Justine asked me to stop by and answer some questions about Literary Agents. Because I am one. And because she knows I am a sucker for procrastination transparency. Ahem. Anyway, this will be a sort of FAQ, and I will be happy to tackle additional questions in comments.

I can only speak for myself, of course, so please remember that these are my opinions only — don’t take them as gospel, do salt to taste. And if I am using jargon or being mysterious, feel free to ask me to clarify. Also remember that I’m an agent for children’s books and YA specifically, and may not be able to speak to other segments of the industry.

SO, WHAT DOES A LITERARY AGENT DO?

A literary agent is an authors advocate. We act on the authors behalf to present and sell their book, negotiate their contract, get their money, and sometimes be a bully for them. Some of the things that come up on a day-to-day basis:

Read/Critique/Edit client manuscripts

Write pitch letters and/or create compelling proposal packages

Keep up relationships with editors (We have a database about about 350+ editors that we do business with that needs fresh info to stay relevant, so we have lots of meetings in person or by phone/email/etc to keep abreast of publisher needs/interests)

Pitch projects to editors

Follow up with editors (sometimes again…and again…and again)

Negotiate favorable advance, royalties, subrights etc for clients

Read contracts and re-negotiate finer details. (We have hundreds of contracts on record and we’ve worked with every big or mid-sized publisher, so we can compare older contracts, see what the best deals are we’ve ever gotten – as well as what the publisher won’t budge on – and use those terms as precedent when we are negotiating.)

═══

TASKS AND EXERCISES ::
[A] In the agent FAQ, what kinds of books does the writer represent as an agent?
[B] Please quote the agent FAQ from "Follow up with" up to and including "we are negotiating.)".
The material after the agent FAQ comes from a separate source.

═══

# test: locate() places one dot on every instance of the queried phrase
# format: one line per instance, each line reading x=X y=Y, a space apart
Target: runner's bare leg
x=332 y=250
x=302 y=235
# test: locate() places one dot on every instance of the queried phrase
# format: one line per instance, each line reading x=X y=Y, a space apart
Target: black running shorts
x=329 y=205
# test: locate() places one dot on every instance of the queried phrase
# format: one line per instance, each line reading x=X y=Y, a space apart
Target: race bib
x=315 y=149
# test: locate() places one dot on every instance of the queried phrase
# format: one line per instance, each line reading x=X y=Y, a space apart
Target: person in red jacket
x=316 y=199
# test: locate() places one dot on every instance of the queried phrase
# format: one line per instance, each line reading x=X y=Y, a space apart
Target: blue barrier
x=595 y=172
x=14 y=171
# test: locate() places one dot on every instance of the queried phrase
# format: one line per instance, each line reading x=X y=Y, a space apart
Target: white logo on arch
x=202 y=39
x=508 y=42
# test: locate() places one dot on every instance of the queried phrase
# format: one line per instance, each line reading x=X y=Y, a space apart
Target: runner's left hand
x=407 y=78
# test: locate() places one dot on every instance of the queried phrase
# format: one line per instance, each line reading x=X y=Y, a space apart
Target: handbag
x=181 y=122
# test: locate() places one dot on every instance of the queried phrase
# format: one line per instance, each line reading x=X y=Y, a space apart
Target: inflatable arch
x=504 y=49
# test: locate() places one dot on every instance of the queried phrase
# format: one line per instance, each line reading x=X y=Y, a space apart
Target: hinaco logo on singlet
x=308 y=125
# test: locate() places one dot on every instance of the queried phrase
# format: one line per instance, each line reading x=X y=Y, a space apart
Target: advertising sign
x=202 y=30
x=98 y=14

═══

RESULTS IN ORDER ::
[A] Children's books and YA.

[B]
Follow up with editors (sometimes again…and again…and again)

Negotiate favorable advance, royalties, subrights etc for clients

Read contracts and re-negotiate finer details. (We have hundreds of contracts on record and we’ve worked with every big or mid-sized publisher, so we can compare older contracts, see what the best deals are we’ve ever gotten – as well as what the publisher won’t budge on – and use those terms as precedent when we are negotiating.)